Text under study

::::::

Nichole Lowe is a board certified Health Coach, Educator and Presenter. She is the Founder and CEO of SOLELIFE™. SOLELIFE™ is an online training platform that offers proven advanced training for coaches and health practitioners in Dialectical Behavioural Therapy (DBT) to improve its customers’ client results and grow their referral business. It’s an all-in-one solution for professional coaches where they can learn new skills, connect with peers, and gain valuable industry knowledge in a first-ever fully social eLearning platform.

If you’re interested in learning more about DBT, SOLELIFE offers a free course, Understanding DBT.

Woman Holding Her Father's Hand

There Are More Than 5 Million U.S. Teachers…

You are having dinner with a friend and notice a softball-sized protrusion on the left side of your friend’s head. Do you inquire about your observation? Maybe you make jokes? Or, perhaps you choose to remain silent.

When we experience or witness cognitive declines, we meet them with resistance and say: “Dang it. Where the heck are my keys?” Or, “Idiot. I hate when I can’t remember.” Or, “Geez, how many times do we have to have this conversation?”

Sometimes, we say nothing.

Silence speaks unkindly.

Despite popular beliefs about cognitive decline being a natural concomitant of the aging process, the National Institute of Health on Aging reminds us that “age-related changes in cognition are not uniform across all cognitive domains or even across all [people ages 65 and greater.]” There is tremendous variability in cognitive functioning among people who comprise this heterogenous group – humans who’s ages are 65 and greater.

::::::

Image-grounded pointing data
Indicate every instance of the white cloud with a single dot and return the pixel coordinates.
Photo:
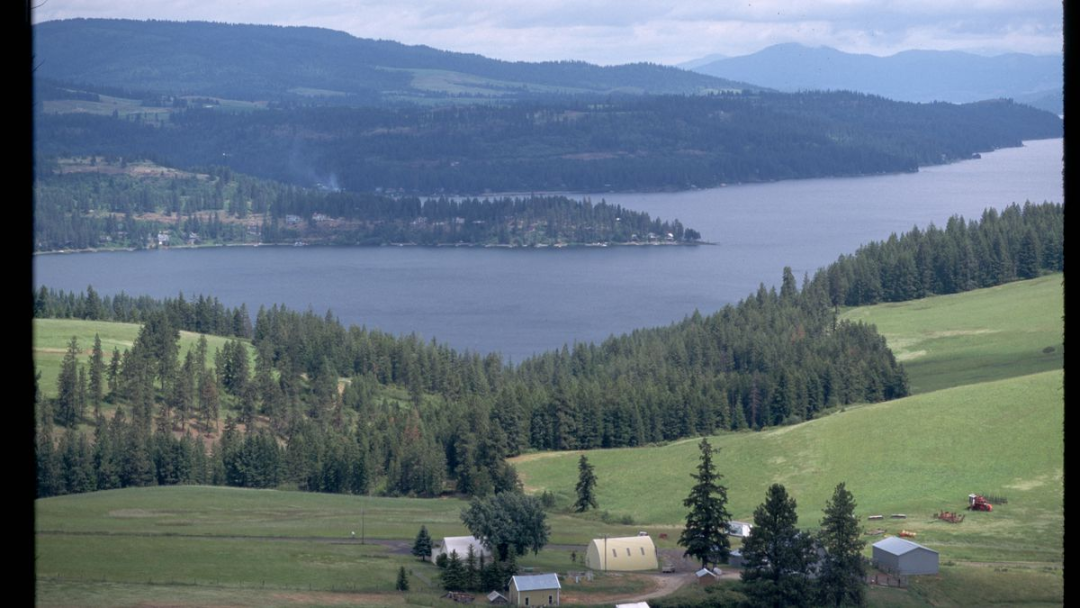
(611, 31)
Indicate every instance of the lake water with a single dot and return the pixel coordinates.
(524, 301)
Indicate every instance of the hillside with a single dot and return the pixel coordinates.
(306, 64)
(650, 143)
(912, 76)
(991, 334)
(917, 455)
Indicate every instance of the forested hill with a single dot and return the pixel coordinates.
(98, 203)
(628, 144)
(272, 63)
(413, 415)
(912, 76)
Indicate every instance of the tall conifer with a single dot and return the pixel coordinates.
(704, 536)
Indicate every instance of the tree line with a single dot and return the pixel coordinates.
(782, 565)
(1018, 242)
(355, 409)
(93, 208)
(586, 145)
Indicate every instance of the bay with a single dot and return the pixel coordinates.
(523, 301)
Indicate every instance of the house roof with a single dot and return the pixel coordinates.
(898, 545)
(535, 582)
(460, 544)
(620, 542)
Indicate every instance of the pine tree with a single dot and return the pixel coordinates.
(844, 570)
(96, 374)
(704, 536)
(422, 545)
(454, 575)
(586, 486)
(777, 555)
(67, 387)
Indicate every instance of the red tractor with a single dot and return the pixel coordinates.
(976, 502)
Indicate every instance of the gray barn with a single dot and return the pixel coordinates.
(901, 556)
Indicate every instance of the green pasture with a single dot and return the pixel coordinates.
(1003, 332)
(230, 512)
(52, 337)
(914, 456)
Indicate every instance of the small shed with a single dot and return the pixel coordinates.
(535, 590)
(707, 577)
(460, 544)
(734, 558)
(739, 529)
(623, 554)
(899, 556)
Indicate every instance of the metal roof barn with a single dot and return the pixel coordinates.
(902, 556)
(625, 554)
(535, 590)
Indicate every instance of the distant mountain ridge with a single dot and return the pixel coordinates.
(910, 76)
(261, 62)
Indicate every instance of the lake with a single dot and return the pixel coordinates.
(524, 301)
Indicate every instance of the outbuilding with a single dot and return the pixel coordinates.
(899, 556)
(623, 554)
(459, 544)
(739, 529)
(535, 590)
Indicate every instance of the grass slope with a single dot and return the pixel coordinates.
(191, 545)
(52, 336)
(991, 334)
(914, 456)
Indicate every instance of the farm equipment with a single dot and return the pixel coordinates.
(949, 516)
(977, 502)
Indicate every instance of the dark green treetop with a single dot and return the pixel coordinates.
(704, 536)
(586, 486)
(778, 557)
(840, 536)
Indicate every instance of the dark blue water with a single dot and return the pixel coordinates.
(523, 301)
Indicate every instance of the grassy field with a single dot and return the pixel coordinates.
(914, 456)
(988, 418)
(213, 541)
(991, 334)
(52, 337)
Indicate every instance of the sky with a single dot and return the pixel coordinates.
(620, 31)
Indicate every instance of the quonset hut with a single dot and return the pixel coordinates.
(624, 553)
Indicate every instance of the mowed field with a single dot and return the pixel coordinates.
(189, 545)
(987, 417)
(52, 337)
(985, 428)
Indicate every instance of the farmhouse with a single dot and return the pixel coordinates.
(625, 553)
(707, 577)
(460, 544)
(901, 556)
(739, 529)
(535, 590)
(734, 558)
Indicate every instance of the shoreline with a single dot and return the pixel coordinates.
(435, 246)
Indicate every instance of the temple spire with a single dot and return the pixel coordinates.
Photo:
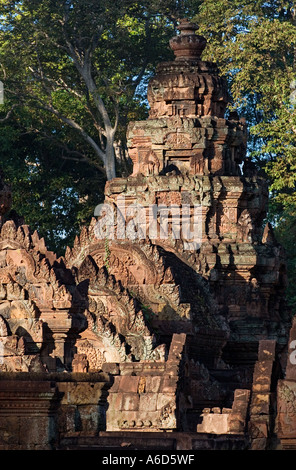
(187, 44)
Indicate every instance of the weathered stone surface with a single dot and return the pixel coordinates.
(189, 335)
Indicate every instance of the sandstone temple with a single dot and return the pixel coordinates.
(155, 342)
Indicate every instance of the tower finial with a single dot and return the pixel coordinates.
(188, 45)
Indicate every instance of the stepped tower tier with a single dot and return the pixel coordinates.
(186, 130)
(188, 153)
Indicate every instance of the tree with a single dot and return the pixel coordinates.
(79, 61)
(58, 61)
(254, 45)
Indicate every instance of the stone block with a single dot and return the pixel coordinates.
(130, 401)
(213, 423)
(129, 384)
(153, 384)
(169, 385)
(164, 399)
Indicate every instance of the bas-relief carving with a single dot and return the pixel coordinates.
(84, 312)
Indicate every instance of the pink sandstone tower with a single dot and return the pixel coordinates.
(126, 338)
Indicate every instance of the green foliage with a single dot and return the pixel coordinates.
(254, 46)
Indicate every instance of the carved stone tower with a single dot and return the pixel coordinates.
(187, 152)
(149, 328)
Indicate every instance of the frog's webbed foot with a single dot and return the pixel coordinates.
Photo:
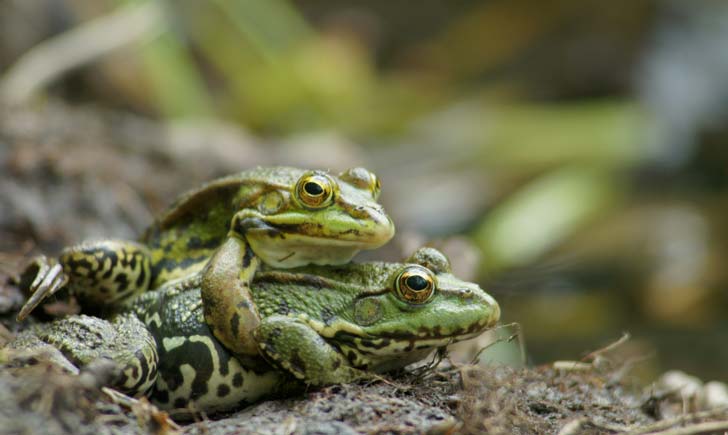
(49, 278)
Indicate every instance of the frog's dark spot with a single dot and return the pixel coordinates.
(327, 316)
(161, 396)
(197, 355)
(297, 363)
(238, 380)
(107, 274)
(283, 307)
(122, 379)
(224, 360)
(248, 257)
(141, 277)
(123, 282)
(275, 333)
(104, 253)
(223, 390)
(76, 263)
(235, 324)
(410, 347)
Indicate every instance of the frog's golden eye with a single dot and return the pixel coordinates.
(415, 285)
(315, 190)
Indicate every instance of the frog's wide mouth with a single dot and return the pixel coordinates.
(304, 236)
(407, 341)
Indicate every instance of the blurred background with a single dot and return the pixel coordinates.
(569, 155)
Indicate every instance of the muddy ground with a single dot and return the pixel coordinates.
(70, 173)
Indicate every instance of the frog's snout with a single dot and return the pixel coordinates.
(380, 225)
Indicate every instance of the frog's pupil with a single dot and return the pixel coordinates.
(313, 189)
(416, 282)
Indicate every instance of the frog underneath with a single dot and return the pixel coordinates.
(286, 217)
(320, 325)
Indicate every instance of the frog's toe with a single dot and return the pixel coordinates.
(49, 278)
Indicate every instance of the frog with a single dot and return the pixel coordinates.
(320, 325)
(284, 217)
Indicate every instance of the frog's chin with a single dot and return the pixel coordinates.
(302, 250)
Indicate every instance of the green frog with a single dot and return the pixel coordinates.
(286, 217)
(319, 325)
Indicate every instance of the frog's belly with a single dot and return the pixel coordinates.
(197, 373)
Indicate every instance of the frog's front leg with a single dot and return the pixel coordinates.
(84, 339)
(296, 348)
(227, 302)
(97, 273)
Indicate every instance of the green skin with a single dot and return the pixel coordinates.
(222, 231)
(320, 325)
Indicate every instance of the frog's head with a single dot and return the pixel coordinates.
(418, 306)
(314, 217)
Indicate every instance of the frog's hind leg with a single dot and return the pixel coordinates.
(81, 340)
(98, 273)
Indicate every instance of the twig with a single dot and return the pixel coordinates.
(608, 348)
(516, 334)
(54, 57)
(573, 427)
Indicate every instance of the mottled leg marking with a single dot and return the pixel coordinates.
(107, 271)
(228, 306)
(85, 339)
(98, 273)
(296, 348)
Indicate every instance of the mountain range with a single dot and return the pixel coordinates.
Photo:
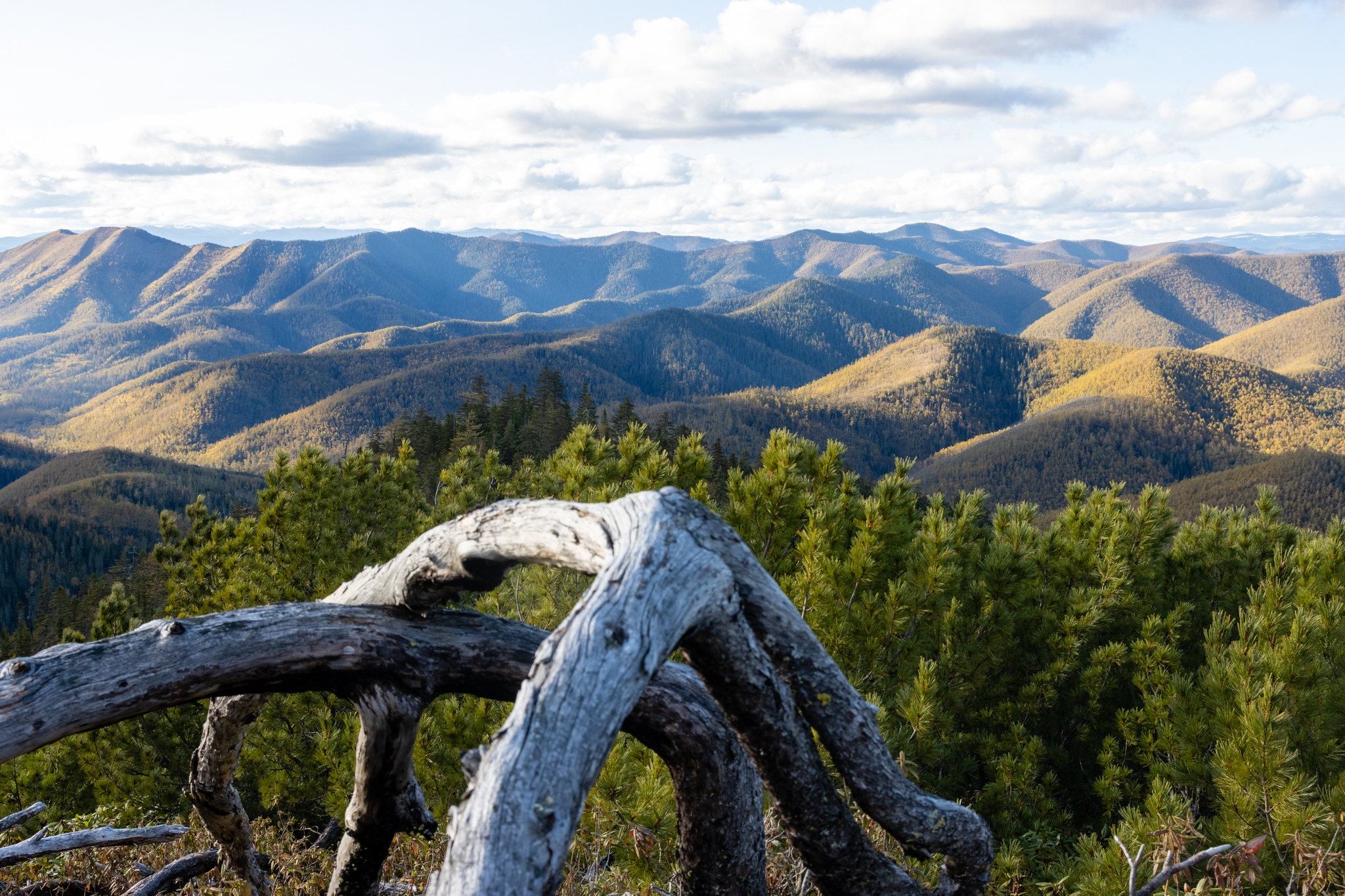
(996, 362)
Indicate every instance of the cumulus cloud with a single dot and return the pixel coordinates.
(911, 109)
(1239, 98)
(655, 167)
(771, 66)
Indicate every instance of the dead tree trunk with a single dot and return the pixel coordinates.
(665, 567)
(41, 845)
(317, 647)
(387, 798)
(667, 572)
(211, 792)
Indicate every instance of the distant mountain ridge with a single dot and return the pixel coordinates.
(84, 312)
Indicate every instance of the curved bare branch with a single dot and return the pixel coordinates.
(319, 647)
(22, 816)
(210, 785)
(41, 845)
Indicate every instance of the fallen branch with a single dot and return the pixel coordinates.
(318, 647)
(1169, 868)
(387, 798)
(22, 816)
(41, 845)
(210, 785)
(175, 875)
(665, 566)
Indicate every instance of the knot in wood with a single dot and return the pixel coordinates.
(15, 668)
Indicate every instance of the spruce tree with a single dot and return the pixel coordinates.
(586, 410)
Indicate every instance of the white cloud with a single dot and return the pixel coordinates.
(1239, 98)
(911, 109)
(772, 66)
(655, 167)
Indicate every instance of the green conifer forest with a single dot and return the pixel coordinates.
(1113, 673)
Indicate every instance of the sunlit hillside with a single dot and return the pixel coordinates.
(1185, 300)
(1308, 344)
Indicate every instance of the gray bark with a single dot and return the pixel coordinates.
(211, 792)
(387, 798)
(175, 875)
(512, 833)
(41, 845)
(845, 723)
(496, 845)
(665, 568)
(317, 647)
(22, 816)
(763, 712)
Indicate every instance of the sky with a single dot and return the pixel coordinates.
(1129, 120)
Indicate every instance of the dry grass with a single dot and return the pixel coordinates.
(300, 870)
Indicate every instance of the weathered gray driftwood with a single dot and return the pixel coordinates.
(22, 816)
(512, 833)
(665, 567)
(667, 572)
(292, 648)
(210, 786)
(387, 798)
(41, 845)
(177, 874)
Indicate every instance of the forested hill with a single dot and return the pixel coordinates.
(81, 313)
(1185, 300)
(78, 515)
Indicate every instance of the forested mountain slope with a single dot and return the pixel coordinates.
(1309, 488)
(242, 410)
(1308, 344)
(78, 513)
(84, 312)
(1184, 300)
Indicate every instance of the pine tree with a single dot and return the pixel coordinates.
(718, 471)
(586, 412)
(115, 614)
(626, 416)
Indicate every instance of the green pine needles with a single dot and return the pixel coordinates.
(1111, 673)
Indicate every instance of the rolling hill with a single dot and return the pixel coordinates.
(1309, 488)
(84, 312)
(240, 412)
(1184, 300)
(1306, 344)
(78, 515)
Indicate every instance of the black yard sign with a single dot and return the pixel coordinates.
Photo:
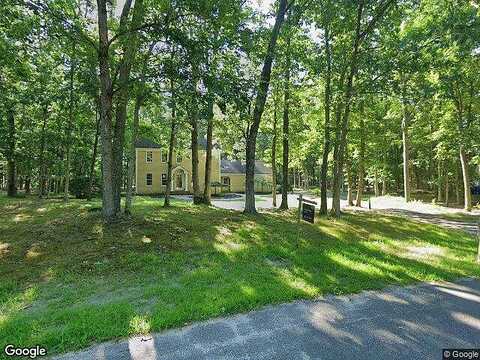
(308, 213)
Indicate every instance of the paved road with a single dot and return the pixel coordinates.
(398, 323)
(420, 211)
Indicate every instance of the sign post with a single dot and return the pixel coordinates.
(478, 239)
(306, 209)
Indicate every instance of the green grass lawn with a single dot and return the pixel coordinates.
(68, 280)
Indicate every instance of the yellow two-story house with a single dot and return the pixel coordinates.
(151, 166)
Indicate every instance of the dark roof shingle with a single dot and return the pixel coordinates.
(238, 167)
(147, 144)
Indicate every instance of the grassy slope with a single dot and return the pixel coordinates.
(67, 280)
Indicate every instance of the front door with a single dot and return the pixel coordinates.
(179, 180)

::::::

Task instructions
**A.** Answer these questions from the passage:
(i) What is the name of the free course that SOLELIFE offers?
(ii) In the dinner scene, on which side of the friend's head is the protrusion?
(iii) Which organization is quoted on age-related changes in cognition?
**B.** Revise the passage starting at "If you’re interested" and ending after "choose to remain silent.", replacing "softball-sized" with "golf-ball-sized".
Use only the passage to complete the work.

Solutions below
**A.**
(i) Understanding DBT
(ii) The left side
(iii) The National Institute of Health on Aging

**B.**
If you’re interested in learning more about DBT, SOLELIFE offers a free course, Understanding DBT.

Woman Holding Her Father's Hand

There Are More Than 5 Million U.S. Teachers…

You are having dinner with a friend and notice a golf-ball-sized protrusion on the left side of your friend’s head. Do you inquire about your observation? Maybe you make jokes? Or, perhaps you choose to remain silent.